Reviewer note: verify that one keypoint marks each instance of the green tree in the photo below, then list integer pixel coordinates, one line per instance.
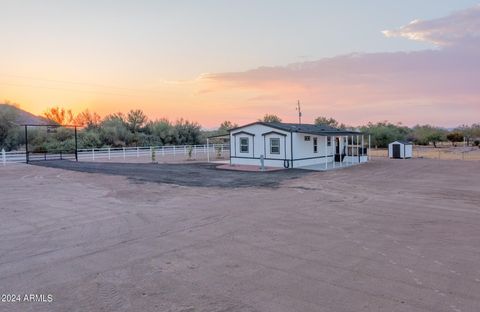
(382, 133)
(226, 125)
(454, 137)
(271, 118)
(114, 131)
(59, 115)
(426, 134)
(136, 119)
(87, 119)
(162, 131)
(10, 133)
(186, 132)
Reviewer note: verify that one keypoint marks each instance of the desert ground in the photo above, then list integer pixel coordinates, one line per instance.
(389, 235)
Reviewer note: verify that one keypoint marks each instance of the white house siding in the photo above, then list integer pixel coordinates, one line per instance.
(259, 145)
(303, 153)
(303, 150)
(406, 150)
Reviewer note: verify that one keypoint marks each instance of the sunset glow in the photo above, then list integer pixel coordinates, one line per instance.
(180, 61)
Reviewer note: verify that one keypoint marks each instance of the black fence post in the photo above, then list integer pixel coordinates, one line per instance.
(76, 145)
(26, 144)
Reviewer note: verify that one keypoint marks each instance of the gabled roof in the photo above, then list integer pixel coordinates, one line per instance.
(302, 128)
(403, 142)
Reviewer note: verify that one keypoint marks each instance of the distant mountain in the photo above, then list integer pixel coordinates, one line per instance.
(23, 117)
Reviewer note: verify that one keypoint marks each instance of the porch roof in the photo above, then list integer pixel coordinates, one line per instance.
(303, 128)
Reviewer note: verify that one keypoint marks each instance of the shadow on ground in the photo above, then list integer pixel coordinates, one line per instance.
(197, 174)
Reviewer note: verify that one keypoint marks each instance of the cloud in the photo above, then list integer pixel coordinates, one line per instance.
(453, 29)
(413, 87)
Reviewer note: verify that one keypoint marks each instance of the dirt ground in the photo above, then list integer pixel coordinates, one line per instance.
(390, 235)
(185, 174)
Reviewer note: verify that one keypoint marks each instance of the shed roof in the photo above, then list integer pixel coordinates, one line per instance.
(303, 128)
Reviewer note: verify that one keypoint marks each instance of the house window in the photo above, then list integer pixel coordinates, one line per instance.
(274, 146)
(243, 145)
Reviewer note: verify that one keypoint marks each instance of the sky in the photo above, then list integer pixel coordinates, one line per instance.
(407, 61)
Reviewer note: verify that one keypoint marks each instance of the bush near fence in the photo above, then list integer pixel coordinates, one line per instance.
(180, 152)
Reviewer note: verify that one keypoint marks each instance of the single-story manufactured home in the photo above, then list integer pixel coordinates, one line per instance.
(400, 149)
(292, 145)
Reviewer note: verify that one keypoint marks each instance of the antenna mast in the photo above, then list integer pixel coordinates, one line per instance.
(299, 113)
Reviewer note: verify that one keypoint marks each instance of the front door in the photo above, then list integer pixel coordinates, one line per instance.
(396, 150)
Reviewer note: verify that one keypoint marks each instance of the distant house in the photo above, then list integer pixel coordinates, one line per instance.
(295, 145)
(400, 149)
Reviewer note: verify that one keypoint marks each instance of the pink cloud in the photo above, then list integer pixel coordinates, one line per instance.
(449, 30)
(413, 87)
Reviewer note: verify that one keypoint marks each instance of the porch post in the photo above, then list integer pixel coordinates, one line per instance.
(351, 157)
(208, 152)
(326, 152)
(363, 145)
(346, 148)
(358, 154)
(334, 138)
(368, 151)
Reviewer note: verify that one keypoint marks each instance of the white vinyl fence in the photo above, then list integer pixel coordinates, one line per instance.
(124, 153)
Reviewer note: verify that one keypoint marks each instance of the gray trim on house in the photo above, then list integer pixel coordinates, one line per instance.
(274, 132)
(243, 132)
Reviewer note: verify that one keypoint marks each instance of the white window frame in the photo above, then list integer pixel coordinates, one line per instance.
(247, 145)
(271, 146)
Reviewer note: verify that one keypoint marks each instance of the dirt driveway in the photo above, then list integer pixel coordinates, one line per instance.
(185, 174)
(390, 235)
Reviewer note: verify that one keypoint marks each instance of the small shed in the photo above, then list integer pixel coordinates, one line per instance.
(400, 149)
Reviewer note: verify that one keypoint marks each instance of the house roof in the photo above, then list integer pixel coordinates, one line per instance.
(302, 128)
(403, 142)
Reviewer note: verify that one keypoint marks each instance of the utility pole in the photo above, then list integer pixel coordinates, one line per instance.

....................

WRITTEN TASK >> Each record above is to be restated exactly, with its pictures removed from the copy.

WRITTEN RESPONSE >>
Reviewer note: verify that one keypoint marks each instance of the green tree in the photo below, then list integer pixel coordinates, one line per instance.
(382, 133)
(226, 125)
(454, 137)
(271, 118)
(114, 131)
(59, 115)
(426, 134)
(136, 119)
(87, 119)
(162, 131)
(10, 133)
(186, 132)
Reviewer note: verify that one keypoint marks each instance of the desert ground in the photo above, then list integer pixel coordinates, one line per instance.
(389, 235)
Reviewer note: verify that one keypoint marks each instance of the white house siding in the photo above, then list integer pixel coordinates, one line per instance.
(259, 145)
(303, 153)
(303, 150)
(406, 150)
Reviewer note: verify that one keypoint marks each instance of the sunset glow in the photo above, then list integer pixel coordinates, one line per instance.
(180, 61)
Reviewer note: verify that one keypoint marks each instance of the black fence post in the photo above, then list integer pixel coordinates, one line per instance.
(76, 145)
(26, 144)
Reviewer note: verify that one keypoint marks each instance of the gabled roof in the photo above, then list integer pixel coordinates, one line per instance.
(302, 128)
(403, 142)
Reviewer note: verify that one keypoint marks each instance of the distant mountain in the photo above, then list integer pixel coordinates, one line per instance.
(23, 117)
Reviewer note: verify that one keypoint marks each instance of the porch roof in the photo above, then list integer pixel coordinates, one line per instance.
(303, 128)
Reviewer note: verify that one keypoint marks each instance of the shadow on ground in the photo above, then list integer pixel coordinates, one line per instance.
(197, 174)
Reviewer note: verify that one keypoint marks each instance of the cloud in the photo above, then list integer pixel coordinates, one line per instance.
(453, 29)
(413, 87)
Reviewer note: verify that one keypoint marks each instance of the dirt ground in the photo above, then list integer pixel coordinates, one line per instance.
(390, 235)
(185, 174)
Reviewer note: verify that one keypoint marks each instance of the shed roof in the photo above, then list integer pixel coordinates, one line per instance.
(303, 128)
Reviewer note: verify that one keypoint marks each instance of the house window in the photo above, then list integer pixel coordinates, one line per instance.
(274, 146)
(243, 145)
Reviewer note: verify that one keypoint marks each instance of the sky in the photo above, then list integer pixel coordinates, one line per instance.
(407, 61)
Reviewer note: verify that one keypoint marks each instance of the bush near fence in the photo above, then list integer pixel coordinates, one line per instance.
(180, 152)
Reviewer note: verify that one keypoint marks each instance of the single-story manufactured home in the photo above, then list integer pixel coordinates, one line per instance.
(400, 149)
(292, 145)
Reviewer note: verify that one keypoint marks each instance of the antenna mast in the photo above, then list integer pixel coordinates, one line per instance.
(299, 113)
Reviewer note: verify that one keypoint marks each instance of the front door in the photo above, then list integer pixel coordinates, one line per instance.
(396, 150)
Reviewer note: verify that one keypoint marks each instance of the distant house in the photo above, then list integer pixel coordinates, one line per instance.
(295, 145)
(400, 149)
Reviewer note: verify that one keypoint marks each instance of the pink cloud in the photo above, then list integer pixel coordinates, one line per instance.
(449, 30)
(413, 87)
Reviewer note: verify that one keypoint marks each instance of the porch post in the photo above, then list integer pixel coordinates, one line per instance.
(351, 157)
(208, 152)
(326, 152)
(363, 145)
(346, 148)
(358, 154)
(334, 138)
(368, 151)
Reviewer note: verify that one keypoint marks each instance of the white vinyl fence in the photo above, then list integer pixel coordinates, one line per instance.
(124, 153)
Reviewer note: verify that one keypoint marks each instance of the gray trim on house in the photo above, then list integer pixel coordinates, one line per instance.
(274, 132)
(243, 132)
Reviewer note: verify that one keypoint marks each instance of the white window frame in the photo above, then list integer pixel coordinates, one line per instance.
(247, 145)
(271, 146)
Reviewer note: verify that one keypoint marks each instance of the dirt driveway in the photo above, then list integer pixel coordinates, one line per instance.
(185, 174)
(390, 235)
Reviewer note: verify that one keypoint marks each instance of the small shed in the photo above, then list integer pixel coordinates, one line per instance.
(400, 149)
Reviewer note: verify that one keypoint marks each instance of the house roof in the photo above, then list integer pixel coordinates, one line per instance.
(302, 128)
(403, 142)
Reviewer note: verify that one keypoint marks each instance of the utility pole in the photo above, then list integer pixel coordinates, one line per instance.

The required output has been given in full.